Starting with the line that contains "Target: wood plank", set down each line through the end of the entries below, exactly and with nothing added.

—————

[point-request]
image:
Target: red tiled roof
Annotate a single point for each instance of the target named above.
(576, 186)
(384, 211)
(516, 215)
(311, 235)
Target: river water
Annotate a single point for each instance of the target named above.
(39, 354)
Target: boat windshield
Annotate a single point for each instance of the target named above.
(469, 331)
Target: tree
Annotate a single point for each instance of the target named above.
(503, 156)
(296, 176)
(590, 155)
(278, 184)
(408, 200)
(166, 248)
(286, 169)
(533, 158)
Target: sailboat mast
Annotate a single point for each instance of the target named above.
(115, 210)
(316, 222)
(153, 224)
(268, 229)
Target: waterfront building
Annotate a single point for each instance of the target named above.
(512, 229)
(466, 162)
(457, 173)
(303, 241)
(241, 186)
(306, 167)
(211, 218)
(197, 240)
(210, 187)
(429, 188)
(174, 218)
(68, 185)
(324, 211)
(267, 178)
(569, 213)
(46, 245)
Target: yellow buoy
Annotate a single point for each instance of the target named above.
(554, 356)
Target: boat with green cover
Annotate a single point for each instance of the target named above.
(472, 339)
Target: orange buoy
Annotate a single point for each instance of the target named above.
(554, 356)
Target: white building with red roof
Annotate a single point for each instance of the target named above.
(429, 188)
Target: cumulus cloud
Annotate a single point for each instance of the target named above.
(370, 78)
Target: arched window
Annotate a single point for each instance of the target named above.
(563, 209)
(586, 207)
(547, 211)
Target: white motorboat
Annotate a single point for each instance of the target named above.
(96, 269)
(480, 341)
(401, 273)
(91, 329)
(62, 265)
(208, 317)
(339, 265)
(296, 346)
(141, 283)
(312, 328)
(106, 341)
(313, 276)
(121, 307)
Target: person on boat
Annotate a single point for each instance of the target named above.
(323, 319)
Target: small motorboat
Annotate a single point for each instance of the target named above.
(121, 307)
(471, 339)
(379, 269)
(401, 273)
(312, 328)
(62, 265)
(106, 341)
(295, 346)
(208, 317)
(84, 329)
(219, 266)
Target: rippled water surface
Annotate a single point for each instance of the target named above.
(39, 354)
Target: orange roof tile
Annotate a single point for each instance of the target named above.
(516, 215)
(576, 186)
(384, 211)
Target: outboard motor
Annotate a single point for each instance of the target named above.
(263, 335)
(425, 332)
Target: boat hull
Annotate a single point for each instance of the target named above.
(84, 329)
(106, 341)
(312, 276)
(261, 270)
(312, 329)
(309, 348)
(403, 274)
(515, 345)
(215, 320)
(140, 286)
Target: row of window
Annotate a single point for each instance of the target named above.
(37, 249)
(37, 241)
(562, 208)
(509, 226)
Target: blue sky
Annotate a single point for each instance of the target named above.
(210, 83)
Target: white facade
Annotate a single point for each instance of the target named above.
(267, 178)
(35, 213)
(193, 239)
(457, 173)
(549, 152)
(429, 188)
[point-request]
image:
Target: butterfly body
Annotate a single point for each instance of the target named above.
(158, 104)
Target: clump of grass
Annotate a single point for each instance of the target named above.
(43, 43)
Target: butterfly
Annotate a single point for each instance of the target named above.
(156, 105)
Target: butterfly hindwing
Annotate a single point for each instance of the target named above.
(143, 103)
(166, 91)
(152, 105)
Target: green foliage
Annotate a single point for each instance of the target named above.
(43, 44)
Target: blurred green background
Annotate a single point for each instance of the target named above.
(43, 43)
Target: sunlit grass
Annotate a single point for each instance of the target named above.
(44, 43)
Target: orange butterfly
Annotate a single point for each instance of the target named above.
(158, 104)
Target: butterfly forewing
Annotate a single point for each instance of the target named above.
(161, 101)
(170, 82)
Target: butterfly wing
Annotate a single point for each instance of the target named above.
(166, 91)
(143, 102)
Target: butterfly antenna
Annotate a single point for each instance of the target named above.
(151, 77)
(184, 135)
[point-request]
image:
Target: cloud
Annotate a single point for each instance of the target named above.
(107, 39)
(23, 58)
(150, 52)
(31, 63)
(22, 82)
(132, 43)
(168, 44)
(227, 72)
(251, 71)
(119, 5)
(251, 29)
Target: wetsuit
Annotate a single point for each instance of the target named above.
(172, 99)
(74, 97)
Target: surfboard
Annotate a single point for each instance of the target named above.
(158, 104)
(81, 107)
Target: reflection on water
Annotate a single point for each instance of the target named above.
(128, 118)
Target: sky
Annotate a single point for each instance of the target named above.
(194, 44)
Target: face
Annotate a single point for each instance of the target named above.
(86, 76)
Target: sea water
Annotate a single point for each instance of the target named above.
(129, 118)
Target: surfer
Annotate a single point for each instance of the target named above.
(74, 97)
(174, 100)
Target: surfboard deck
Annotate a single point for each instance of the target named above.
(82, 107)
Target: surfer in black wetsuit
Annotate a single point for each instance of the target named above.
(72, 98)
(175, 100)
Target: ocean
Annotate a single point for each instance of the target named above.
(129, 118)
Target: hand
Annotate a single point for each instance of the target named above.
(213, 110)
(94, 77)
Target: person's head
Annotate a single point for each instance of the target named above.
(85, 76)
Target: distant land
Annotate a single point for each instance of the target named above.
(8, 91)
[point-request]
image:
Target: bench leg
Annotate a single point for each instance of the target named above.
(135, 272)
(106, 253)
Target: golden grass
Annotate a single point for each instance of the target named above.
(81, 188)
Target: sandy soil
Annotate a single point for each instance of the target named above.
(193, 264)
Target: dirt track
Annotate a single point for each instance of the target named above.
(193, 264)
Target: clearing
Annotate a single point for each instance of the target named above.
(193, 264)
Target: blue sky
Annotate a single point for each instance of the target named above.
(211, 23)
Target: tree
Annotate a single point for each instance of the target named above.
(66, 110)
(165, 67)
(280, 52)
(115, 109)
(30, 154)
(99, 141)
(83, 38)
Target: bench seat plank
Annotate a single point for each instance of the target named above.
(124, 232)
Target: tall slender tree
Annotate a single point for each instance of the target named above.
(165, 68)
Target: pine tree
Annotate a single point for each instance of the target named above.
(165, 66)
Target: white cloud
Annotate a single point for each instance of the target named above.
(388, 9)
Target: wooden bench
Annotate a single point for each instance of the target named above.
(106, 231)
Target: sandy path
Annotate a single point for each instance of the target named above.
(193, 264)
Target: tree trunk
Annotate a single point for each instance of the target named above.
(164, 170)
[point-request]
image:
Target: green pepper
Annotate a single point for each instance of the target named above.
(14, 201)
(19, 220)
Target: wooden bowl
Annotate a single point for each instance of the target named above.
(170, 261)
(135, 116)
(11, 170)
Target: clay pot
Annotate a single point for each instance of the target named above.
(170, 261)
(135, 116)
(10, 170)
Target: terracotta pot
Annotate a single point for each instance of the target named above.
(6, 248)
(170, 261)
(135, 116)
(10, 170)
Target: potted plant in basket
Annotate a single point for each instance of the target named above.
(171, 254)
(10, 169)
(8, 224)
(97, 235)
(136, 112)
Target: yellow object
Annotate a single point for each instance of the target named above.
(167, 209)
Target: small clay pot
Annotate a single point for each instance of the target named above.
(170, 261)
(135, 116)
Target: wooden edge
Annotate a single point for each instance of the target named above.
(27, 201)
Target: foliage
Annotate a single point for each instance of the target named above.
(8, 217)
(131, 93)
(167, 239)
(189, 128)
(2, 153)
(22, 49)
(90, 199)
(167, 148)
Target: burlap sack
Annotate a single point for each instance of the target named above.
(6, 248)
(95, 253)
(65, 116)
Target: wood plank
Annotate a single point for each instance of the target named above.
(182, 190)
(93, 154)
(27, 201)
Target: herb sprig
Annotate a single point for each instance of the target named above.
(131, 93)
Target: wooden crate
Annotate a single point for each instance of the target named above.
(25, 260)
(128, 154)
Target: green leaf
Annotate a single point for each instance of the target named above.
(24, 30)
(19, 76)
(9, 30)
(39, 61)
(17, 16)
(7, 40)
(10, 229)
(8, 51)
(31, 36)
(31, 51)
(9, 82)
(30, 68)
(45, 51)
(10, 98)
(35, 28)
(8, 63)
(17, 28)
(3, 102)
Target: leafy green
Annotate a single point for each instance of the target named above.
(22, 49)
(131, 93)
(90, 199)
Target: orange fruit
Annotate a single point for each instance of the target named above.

—————

— Result of the task —
Target: wood plank
Annotate a single point for each instance of the target named above.
(182, 190)
(93, 154)
(27, 201)
Target: herb sprig
Annotate a single point for each instance of the target named above.
(131, 93)
Target: wooden crate
Annotate a single point for each instance of the target named above.
(25, 260)
(128, 154)
Target: green leaf
Annotate a single point for each instance of the target named above.
(24, 30)
(19, 76)
(9, 30)
(39, 61)
(17, 16)
(7, 40)
(10, 229)
(8, 51)
(31, 36)
(31, 51)
(9, 82)
(30, 68)
(45, 51)
(10, 98)
(35, 28)
(8, 63)
(17, 28)
(3, 102)
Target: leafy green
Annotate a single point for each instance of the target named above.
(22, 49)
(131, 93)
(90, 199)
Target: orange fruit
Annotate a single point for each instance of the target named above.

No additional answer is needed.